# Text section:

-*-

So lets see if this seasonal pattern holds for every region in the Baltic Sea later in 3.1.2.
The only difference to the previous approach on the sea surface conditions is how we extract the values for the bottom layer, which will be described in the following:
# 1st, we filter the shallow stations and then all measurements that are 10m above the bottom
bot_lay <- hydro %>%
filter(depth > 30, pres >= (depth-10)) %>%
# complete.cases returns a logical vector indicating which cases are complete
mutate(comp_case = complete.cases(.$temp, .$sal, .$doxy)) %>%
group_by(cruise, station, date_time, fmonth) %>%
summarise(
temp = mean(temp, na.rm = TRUE),
sal = mean(sal, na.rm = TRUE),
doxy = mean(doxy, na.rm = TRUE),
n = n(),
n_all3 = sum(comp_case)
)
print(bot_lay, n = 5)

-*-

# Information shown:

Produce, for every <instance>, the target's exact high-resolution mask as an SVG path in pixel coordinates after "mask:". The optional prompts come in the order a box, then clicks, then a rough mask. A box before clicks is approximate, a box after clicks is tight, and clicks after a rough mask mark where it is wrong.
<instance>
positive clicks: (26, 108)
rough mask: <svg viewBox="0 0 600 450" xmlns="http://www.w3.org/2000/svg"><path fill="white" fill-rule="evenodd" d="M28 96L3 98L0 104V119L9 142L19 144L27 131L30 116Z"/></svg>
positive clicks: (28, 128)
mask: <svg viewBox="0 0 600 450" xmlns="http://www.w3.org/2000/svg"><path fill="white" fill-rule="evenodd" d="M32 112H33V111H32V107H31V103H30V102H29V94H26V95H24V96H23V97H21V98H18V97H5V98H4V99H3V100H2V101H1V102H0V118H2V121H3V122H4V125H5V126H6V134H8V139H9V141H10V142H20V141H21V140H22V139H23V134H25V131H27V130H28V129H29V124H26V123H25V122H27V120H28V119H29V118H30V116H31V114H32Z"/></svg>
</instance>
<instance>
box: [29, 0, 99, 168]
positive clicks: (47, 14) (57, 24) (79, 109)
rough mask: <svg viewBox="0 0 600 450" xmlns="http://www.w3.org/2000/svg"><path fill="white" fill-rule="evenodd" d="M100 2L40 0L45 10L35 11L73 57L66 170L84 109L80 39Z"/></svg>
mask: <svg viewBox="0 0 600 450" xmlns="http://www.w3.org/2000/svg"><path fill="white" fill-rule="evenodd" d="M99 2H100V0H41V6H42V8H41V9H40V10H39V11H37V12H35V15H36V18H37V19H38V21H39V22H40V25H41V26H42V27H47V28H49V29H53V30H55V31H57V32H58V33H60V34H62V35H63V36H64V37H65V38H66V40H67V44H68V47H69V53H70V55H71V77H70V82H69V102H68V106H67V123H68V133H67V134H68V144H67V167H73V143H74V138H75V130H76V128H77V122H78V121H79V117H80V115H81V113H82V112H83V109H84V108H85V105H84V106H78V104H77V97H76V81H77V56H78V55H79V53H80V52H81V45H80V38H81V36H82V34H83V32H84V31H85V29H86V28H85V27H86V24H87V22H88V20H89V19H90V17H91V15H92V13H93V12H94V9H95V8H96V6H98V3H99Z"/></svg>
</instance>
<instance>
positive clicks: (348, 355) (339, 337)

-*-

# Set of tasks:
A. Name every variable that the group_by call in the Baltic Sea bottom-layer code uses for grouping.
B. Using the Baltic Sea bottom-layer code, decide whether each statement is true, and support each decision with the exact words that settle it: (i) Stations with a depth of 30 or less are excluded. (ii) The means are computed without removing missing values. (iii) The print call shows ten rows.

# Written answers:
A. cruise, station, date_time, fmonth

B.
(i) Yes: "filter(depth > 30, pres >= (depth-10))"
(ii) No: "na.rm = TRUE"
(iii) No: "print(bot_lay, n = 5)"